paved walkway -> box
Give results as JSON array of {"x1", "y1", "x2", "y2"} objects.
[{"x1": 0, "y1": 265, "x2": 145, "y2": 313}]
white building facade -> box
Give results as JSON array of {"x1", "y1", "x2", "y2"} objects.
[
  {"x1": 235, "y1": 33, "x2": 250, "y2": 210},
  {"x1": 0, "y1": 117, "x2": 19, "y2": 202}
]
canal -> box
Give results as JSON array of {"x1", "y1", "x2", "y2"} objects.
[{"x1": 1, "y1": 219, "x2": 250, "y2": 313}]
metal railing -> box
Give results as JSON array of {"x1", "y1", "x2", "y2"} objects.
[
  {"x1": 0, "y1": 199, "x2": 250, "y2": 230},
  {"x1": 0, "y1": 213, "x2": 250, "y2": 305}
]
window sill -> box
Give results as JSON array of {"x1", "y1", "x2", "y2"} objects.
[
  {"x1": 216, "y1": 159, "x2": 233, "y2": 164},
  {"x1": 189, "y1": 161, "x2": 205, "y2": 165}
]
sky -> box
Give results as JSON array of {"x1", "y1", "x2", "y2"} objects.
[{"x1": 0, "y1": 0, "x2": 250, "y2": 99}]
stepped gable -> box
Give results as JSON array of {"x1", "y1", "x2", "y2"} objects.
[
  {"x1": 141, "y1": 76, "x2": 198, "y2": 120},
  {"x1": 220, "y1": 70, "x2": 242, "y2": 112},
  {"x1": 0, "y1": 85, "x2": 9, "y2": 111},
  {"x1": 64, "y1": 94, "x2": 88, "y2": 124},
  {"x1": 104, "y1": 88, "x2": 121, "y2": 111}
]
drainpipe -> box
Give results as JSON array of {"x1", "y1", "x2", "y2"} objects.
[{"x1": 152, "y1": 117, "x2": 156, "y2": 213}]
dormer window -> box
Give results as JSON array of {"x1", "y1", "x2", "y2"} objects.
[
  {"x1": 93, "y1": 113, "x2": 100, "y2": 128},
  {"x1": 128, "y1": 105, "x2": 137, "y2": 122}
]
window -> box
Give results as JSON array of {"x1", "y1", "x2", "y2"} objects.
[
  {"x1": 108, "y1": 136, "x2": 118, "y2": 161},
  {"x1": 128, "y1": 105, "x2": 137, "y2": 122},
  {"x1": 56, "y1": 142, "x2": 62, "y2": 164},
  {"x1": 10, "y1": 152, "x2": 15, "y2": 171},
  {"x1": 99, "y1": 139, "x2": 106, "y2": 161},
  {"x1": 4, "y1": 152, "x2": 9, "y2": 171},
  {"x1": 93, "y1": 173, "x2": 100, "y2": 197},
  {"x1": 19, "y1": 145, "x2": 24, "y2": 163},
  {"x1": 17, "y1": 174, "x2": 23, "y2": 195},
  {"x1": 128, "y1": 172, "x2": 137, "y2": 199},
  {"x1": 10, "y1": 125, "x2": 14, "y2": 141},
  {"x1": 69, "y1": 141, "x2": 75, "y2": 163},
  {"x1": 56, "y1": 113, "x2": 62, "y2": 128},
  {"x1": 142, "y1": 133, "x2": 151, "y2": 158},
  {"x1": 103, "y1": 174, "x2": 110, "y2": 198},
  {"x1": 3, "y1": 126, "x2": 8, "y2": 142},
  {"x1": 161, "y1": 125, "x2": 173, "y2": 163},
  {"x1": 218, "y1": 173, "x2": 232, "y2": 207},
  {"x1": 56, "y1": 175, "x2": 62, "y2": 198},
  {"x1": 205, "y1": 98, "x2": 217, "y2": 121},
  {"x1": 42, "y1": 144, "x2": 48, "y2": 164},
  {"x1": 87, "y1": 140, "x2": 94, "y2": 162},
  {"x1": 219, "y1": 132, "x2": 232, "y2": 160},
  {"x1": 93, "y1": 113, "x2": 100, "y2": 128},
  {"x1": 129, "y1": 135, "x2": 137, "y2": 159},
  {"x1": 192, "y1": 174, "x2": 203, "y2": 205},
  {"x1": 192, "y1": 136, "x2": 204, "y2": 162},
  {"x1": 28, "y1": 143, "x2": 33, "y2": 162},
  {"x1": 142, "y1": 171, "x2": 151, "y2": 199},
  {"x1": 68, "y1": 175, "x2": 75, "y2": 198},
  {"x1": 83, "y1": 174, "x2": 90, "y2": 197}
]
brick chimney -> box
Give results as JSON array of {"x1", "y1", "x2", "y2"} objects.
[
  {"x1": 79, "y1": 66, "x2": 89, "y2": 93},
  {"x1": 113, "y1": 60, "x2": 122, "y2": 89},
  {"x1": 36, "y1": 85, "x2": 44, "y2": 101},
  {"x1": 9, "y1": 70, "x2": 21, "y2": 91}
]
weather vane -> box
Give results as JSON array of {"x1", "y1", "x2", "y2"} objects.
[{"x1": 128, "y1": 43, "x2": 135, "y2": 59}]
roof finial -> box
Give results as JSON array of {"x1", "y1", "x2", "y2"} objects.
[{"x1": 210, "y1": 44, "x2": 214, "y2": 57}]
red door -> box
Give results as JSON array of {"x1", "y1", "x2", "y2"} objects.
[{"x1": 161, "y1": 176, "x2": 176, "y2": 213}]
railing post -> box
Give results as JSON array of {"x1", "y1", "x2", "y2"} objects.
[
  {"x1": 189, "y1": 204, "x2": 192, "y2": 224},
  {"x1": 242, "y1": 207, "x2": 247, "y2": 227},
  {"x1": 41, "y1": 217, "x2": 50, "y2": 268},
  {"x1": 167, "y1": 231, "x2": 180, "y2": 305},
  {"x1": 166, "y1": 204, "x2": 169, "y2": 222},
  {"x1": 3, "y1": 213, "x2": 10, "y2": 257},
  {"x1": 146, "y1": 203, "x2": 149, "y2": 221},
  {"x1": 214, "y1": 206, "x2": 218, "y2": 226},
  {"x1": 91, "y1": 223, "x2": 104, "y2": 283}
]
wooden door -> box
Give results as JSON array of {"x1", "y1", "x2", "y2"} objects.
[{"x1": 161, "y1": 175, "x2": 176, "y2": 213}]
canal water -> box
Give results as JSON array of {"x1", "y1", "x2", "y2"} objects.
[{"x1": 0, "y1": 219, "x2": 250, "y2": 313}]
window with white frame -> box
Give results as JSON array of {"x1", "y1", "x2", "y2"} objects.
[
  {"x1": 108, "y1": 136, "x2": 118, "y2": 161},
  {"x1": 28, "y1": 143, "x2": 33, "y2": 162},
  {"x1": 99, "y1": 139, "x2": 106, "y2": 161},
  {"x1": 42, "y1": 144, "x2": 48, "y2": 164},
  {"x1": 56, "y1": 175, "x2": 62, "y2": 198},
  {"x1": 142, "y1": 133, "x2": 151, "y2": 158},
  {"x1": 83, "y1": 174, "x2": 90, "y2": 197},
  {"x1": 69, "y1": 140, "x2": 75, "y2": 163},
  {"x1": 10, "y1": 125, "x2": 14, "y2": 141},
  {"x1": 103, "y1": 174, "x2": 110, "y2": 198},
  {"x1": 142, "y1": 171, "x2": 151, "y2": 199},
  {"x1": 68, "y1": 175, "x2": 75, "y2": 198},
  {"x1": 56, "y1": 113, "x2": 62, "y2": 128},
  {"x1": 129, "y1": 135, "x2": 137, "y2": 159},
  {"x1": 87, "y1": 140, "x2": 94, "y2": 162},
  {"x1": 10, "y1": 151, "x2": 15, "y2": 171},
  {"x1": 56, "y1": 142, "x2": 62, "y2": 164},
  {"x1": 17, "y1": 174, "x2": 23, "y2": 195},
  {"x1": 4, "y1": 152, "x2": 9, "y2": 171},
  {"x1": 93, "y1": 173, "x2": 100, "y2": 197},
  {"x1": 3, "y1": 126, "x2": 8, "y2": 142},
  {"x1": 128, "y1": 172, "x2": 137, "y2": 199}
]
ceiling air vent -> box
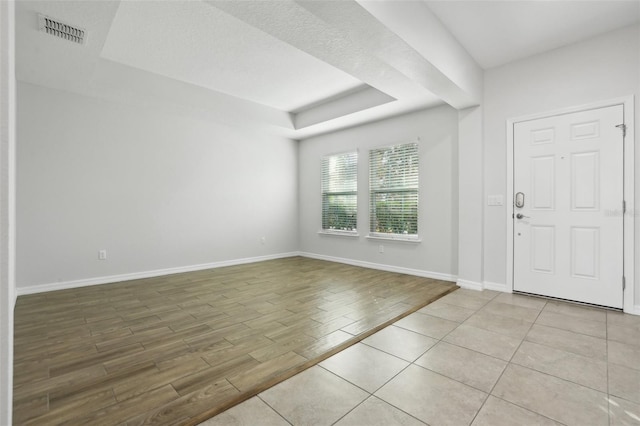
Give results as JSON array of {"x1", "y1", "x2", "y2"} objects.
[{"x1": 38, "y1": 15, "x2": 87, "y2": 44}]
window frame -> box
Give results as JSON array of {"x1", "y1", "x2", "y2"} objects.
[
  {"x1": 367, "y1": 139, "x2": 422, "y2": 243},
  {"x1": 318, "y1": 149, "x2": 359, "y2": 237}
]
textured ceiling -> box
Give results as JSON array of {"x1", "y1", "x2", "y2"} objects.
[
  {"x1": 102, "y1": 1, "x2": 362, "y2": 111},
  {"x1": 427, "y1": 0, "x2": 640, "y2": 69},
  {"x1": 11, "y1": 0, "x2": 640, "y2": 139}
]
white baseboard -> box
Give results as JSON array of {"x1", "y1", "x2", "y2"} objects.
[
  {"x1": 17, "y1": 252, "x2": 300, "y2": 296},
  {"x1": 456, "y1": 278, "x2": 511, "y2": 293},
  {"x1": 456, "y1": 278, "x2": 484, "y2": 291},
  {"x1": 299, "y1": 252, "x2": 456, "y2": 282},
  {"x1": 482, "y1": 281, "x2": 513, "y2": 293}
]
+===+
DIRECTIVE → Print everything from the line containing "window frame -> box" down to the end of the data, copying each line exactly.

REPLY TO THE EXERCISE →
window frame -> box
Give results as JSON array of {"x1", "y1", "x2", "y2"} objects.
[
  {"x1": 367, "y1": 139, "x2": 422, "y2": 243},
  {"x1": 318, "y1": 149, "x2": 359, "y2": 237}
]
textured ceiling -> box
Give results as JSON array of {"x1", "y1", "x2", "y2"} objects.
[
  {"x1": 102, "y1": 1, "x2": 362, "y2": 111},
  {"x1": 427, "y1": 0, "x2": 640, "y2": 69},
  {"x1": 11, "y1": 0, "x2": 640, "y2": 139}
]
white baseboard -> box
Give results as JSON array of {"x1", "y1", "x2", "y2"} objects.
[
  {"x1": 17, "y1": 252, "x2": 300, "y2": 296},
  {"x1": 456, "y1": 278, "x2": 511, "y2": 293},
  {"x1": 456, "y1": 278, "x2": 484, "y2": 291},
  {"x1": 299, "y1": 252, "x2": 456, "y2": 282},
  {"x1": 482, "y1": 281, "x2": 513, "y2": 293}
]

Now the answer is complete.